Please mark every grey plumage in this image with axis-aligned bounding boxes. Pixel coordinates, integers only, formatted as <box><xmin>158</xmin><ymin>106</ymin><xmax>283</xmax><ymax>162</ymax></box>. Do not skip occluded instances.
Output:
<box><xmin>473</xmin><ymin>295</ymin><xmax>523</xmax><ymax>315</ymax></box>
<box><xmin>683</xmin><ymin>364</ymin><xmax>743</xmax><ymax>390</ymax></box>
--
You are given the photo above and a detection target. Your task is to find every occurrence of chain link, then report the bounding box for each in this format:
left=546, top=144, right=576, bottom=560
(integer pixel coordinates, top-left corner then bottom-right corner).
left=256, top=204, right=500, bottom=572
* * *
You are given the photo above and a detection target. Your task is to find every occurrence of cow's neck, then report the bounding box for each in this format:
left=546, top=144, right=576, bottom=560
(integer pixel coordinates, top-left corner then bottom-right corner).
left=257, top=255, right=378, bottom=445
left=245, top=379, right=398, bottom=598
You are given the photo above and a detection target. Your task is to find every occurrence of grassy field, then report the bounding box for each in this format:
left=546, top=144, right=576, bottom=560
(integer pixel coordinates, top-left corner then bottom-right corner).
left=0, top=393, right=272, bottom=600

**Short exercise**
In the data, change "grassy field" to "open meadow" in the stretch from the line containing "occurrence of grassy" through the line containing "left=0, top=393, right=272, bottom=600", and return only those lines with everything else left as it is.

**Result of this exercise**
You are given the photo above and a detection target. Your task is to find every occurrence of open meadow, then report the bounding box for each in this format:
left=546, top=144, right=576, bottom=560
(integer pixel coordinates, top-left corner then bottom-right corner).
left=0, top=393, right=272, bottom=600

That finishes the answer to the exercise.